Primero de septiembre.
Suena el teléfono. Vanessa Gómez Cueva lavaba la ropa de Mica, pero interrumpe para atender. Juan acaba de salir del edificio de Migraciones: levantaron la restricción, Vanessa va a poder volver a Buenos Aires. Ella pregunta y él afirma: Sí, es verdad. Ella dice siete meses. Siete largos meses.
Desde Perú, Vanessa dice que está más que feliz. Feliz, feliz, feliz. Una noticia que no esperaba. No habla con pausas como otras veces, con ese énfasis suyo casi al final de cada frase que da pie para algo más; ahora las palabras se encadenan. “Estoy feliz. Sé que no es hoy ni mañana, pero en cualquier momento voy a volver. Tengo que hacer todo con calma y pensar que pronto voy a estar en casa”, dice.
*
Es primero de febrero de ese mismo año, y, en el barrio Altos de San Lorenzo, como en la ciudad de La Plata y en todo Buenos Aires, hace calor. Por suerte, está la pelopincho al menos para mojarse un poco, aunque lo mejor, hasta que el sol baje, es quedarse adentro. Lucía Cuevas, la madre de Vanessa, por edad o por experiencia, ya lo sabe y, por eso, suele quedarse en el living, con los programas de la tarde en el televisor. Hoy no, porque es viernes y se fue a la Capital a preparar los tamales para el sábado, que al mediodía y en el barrio de Flores siempre se venden bien.
En lo de Lucía —que es también lo de su hija Vanessa y sus tres chicos—, está además la casa de su otra hija, Karen. Con el mate en la mano, se acerca a la puerta donde está Berenice, la menor de las hermanas, que vive a una cuadra de ahí. No tiene buena cara y, cuando Karen se acerca, le dice que hay una gente buscando a Vane. Dicen que son de Migraciones, que no es la Policía.

Entradas de datos guardadas
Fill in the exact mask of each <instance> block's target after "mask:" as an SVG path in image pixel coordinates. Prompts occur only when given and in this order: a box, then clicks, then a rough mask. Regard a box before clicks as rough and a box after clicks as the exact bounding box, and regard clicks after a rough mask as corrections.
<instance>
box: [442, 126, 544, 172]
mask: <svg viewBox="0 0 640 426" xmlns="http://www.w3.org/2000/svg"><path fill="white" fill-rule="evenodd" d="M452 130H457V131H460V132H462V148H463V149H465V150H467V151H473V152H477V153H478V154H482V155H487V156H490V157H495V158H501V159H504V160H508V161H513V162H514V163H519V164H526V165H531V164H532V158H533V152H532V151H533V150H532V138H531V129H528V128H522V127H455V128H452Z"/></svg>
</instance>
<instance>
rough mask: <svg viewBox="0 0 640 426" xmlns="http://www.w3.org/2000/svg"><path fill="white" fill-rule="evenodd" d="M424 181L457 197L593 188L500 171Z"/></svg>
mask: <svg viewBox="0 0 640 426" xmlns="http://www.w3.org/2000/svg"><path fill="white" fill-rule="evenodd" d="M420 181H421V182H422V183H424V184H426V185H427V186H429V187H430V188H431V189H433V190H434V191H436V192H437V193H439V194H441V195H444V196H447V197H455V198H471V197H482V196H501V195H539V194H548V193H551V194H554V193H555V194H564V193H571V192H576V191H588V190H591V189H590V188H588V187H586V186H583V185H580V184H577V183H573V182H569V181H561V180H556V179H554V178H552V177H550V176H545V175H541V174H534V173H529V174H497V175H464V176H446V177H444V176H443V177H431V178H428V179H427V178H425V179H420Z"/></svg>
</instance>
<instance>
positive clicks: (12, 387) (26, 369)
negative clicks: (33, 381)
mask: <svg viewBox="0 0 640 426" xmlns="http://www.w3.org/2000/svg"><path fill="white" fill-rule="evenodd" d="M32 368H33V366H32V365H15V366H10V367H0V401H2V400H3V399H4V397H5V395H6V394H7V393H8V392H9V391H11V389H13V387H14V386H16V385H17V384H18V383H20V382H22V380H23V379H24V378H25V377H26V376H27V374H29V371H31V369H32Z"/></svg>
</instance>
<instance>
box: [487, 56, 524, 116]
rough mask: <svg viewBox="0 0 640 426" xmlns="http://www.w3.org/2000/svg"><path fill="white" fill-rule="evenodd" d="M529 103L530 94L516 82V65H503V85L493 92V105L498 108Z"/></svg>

**POR HACER**
¿Podrías continuar la crónica sobre Vanessa Gómez Cueva a partir de donde se interrumpe?

**RESPUESTA DEL EJERCICIO**
Hace unos meses que Vanessa está con el tema del abogado para resolver lo de la residencia. En Argentina, para ser migrante legal, hay que tener una residencia, permanente o temporal, aprobada por la Dirección Nacional de Migraciones (DNM). A Juan Villanueva —el abogado— lo conoció a través del hijo de un hombre mayor que ella cuidaba. Dijo que era un amigo y que la iba ayudar.
La primera vez que Vanessa se acercó a Migraciones, le dijeron que era una pérdida de tiempo, que hasta 2025 no iba a poder hacer nada. Según el Registro Nacional de Reincidencia, hay que esperar diez años para que una sentencia, condicional o efectiva, deje de informarse en los antecedentes. Se fue de ahí con una residencia precaria, de esas que duran noventa días, y una bronca metida en la garganta por tanto hablar para nada. Que quería estudiar, que toda la familia vivía acá, que tenía dos hijos argentinos. Para nada.
*
Todas las hijas de Lucía Cuevas nacieron en Chimbote, uno de los puertos pesqueros más importantes de Perú, a seis horas de Lima por tierra. En 1985, con un país devastado por la crisis y la hiperinflación, nació Vanessa. La casa donde vivían quedaba a quince cuadras del Centro y a unos metros de ahí estaba el colegio, justo en frente de la fábrica de harina de pescado. Aunque el olor a podrido era constante, se intensificaba cada vez que alguien caminaba junto al edificio. Después de la escuela, si el día estaba lindo, se metían al mar. Pero en Chimbote no se trataba de sólo meterse al mar: había que estar atenta a la mancha negra para avisar a todos y salir lo más rápido que se pueda. Según Karen, la mancha era sangre de los pescados mezclada con otros desechos tóxicos que la fábrica descartaba.
Pero Lucía no trabajaba en la fábrica, sino en las plantaciones de espárragos. Los meses de cosecha, entre marzo y junio, se iba al campo como cocinera. A veces volvía, pero en general se quedaba a dormir allá por la distancia. Cuando ella no estaba, las chicas se quedaban con alguna de las tías o con la abuela. Desde que el papá se fue a vivir al norte con su otra mujer y su nueva familia, las hermanas de Lucía siempre la ayudaban. Al final, todas tenían una historia parecida. Cuando volvía del campo, Lucía traía comida y dinero, y con eso, y las changuitas que van saliendo, aguantaban los meses de poco trabajo.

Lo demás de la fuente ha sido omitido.